- [Required task]: Reproduce the records below line for line, leaving out the pictures.

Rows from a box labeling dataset
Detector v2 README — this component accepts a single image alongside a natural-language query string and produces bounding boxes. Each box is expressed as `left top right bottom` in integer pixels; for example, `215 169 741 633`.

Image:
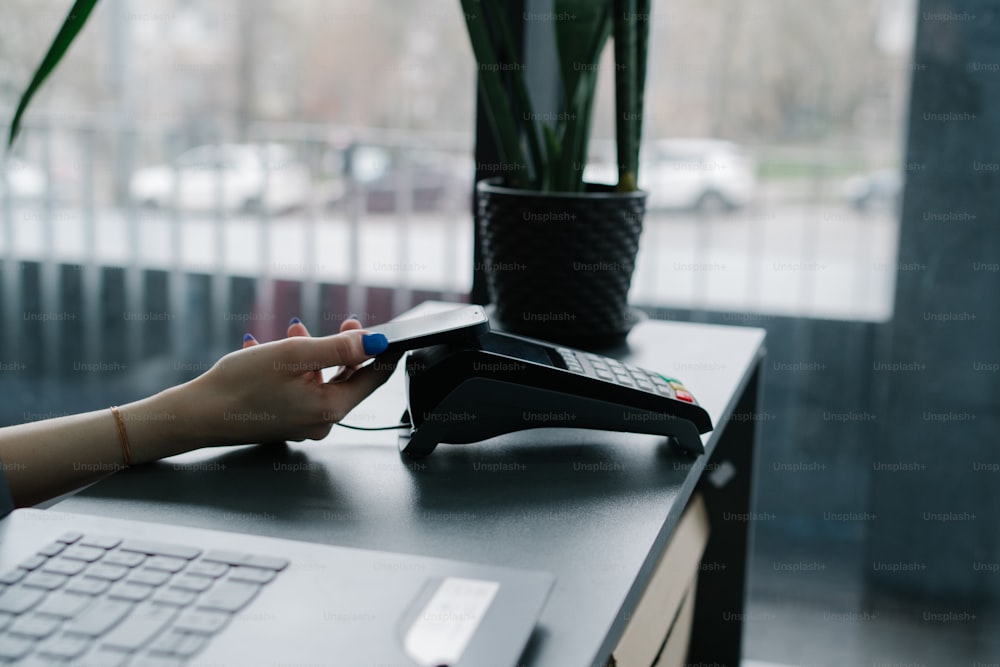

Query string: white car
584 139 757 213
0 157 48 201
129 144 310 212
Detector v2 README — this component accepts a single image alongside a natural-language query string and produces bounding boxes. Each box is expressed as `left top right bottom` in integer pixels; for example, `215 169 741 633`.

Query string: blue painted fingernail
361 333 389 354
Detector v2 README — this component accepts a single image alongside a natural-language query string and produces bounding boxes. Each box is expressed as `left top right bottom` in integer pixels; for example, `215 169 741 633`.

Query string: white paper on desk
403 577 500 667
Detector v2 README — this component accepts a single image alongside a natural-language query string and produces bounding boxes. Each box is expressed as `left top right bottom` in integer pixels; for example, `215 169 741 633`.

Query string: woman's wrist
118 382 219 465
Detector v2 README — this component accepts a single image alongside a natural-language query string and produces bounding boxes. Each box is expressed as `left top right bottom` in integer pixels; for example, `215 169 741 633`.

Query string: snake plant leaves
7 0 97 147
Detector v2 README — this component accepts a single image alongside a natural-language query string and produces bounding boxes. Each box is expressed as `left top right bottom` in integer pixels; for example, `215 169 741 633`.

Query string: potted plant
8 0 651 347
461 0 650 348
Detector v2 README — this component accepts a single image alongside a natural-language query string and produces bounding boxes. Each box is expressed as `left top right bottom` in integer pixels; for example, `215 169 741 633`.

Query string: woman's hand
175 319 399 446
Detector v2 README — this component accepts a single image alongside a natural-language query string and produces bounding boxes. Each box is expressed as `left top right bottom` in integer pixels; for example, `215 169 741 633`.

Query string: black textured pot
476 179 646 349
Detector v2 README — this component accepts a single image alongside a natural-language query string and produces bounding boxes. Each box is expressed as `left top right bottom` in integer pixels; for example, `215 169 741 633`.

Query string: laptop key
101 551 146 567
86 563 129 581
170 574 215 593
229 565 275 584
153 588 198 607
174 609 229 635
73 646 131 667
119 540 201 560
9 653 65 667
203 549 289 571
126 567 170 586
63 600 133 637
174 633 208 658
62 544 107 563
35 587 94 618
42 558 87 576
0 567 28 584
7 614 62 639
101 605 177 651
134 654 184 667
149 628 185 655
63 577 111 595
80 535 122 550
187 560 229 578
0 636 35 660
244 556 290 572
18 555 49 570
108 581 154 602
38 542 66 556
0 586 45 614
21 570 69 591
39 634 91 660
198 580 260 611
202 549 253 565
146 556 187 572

- [Solution to this exercise]:
Detector v2 README — this component accepts a single image alongside a natural-language query string and produces bounding boxes. Each box is expressed as `left top right bottom` in integer pixels; for example, `215 169 741 633`.

Image:

Query string: white car
584 139 757 213
0 157 48 201
129 144 310 212
Detector v2 README — this component accepts a single image alongside a natural-language query string and produces bounding boxes. Each box is expressed as `left top right bottom` in integer pixels; for example, `215 169 741 633`.

Query string: blue painted fingernail
361 333 389 354
Detector v2 README — this component accepts a single image alongside a natural-language query string and produces bounding boxes. Each box is expressed as `left top right bottom` in integer pixels; for example, `215 169 741 633`.

Query string: white paper on desk
403 577 500 667
Detector v2 README — this component accepts a single image alongside a natural-language query string and produces bounding boxes. Each box is expressed as `left top right bottom` in integer pixels; for example, `215 169 741 633`.

Query string: woman's wrist
118 382 219 465
Detector v2 README — this component accepts a single image alongside a natural-language query string and produces bounding boxes. Each box is expressed as `left top right bottom` in integer pixels; for example, `215 169 741 633`.

Query string: snake plant leaves
7 0 97 147
Detector v2 README — this component accepts a single image alongside a natural-language query string and produces bounding boxes. Each box is expressed as `left top right bottom` in integer pixels; for example, `215 169 741 633`.

Query string: potted plant
8 0 651 347
461 0 650 348
Detector v2 README — this component accepts a single image alongside a natural-language query string and produces bounding boxes. Each box is expressed as `left top right bottom` in integer pixels; for example, `215 169 741 633`.

Query string: woman's hand
175 319 399 446
Detector v2 README — this component accepts a single image alongside a natural-language query string and produces bounding boxes. Each box is expressed as `left top right bottom` in integer pixels; for example, `215 169 741 633`.

Query string: black textured pot
476 179 646 349
Detector v2 README — this component accepts a single image alongside a natural-language query string and produces bounding boxes. Each box is expressed as `left top right bottom` in integer pixels; for example, `215 169 741 633`.

Query string: laptop key
101 551 146 567
86 563 129 581
170 574 215 593
229 565 275 584
153 588 198 607
174 609 229 635
73 646 131 667
119 540 201 560
9 653 65 667
203 549 289 571
126 567 170 586
63 600 133 637
174 633 208 658
62 544 107 563
35 587 94 618
42 558 87 576
0 567 28 584
7 614 62 639
101 605 177 651
134 654 184 667
149 628 185 655
63 577 111 595
80 535 122 550
187 560 229 578
0 636 35 660
244 556 290 572
18 555 49 570
108 581 154 602
38 542 66 556
0 586 45 614
21 570 69 591
39 634 91 660
198 580 260 611
202 549 253 565
146 556 187 572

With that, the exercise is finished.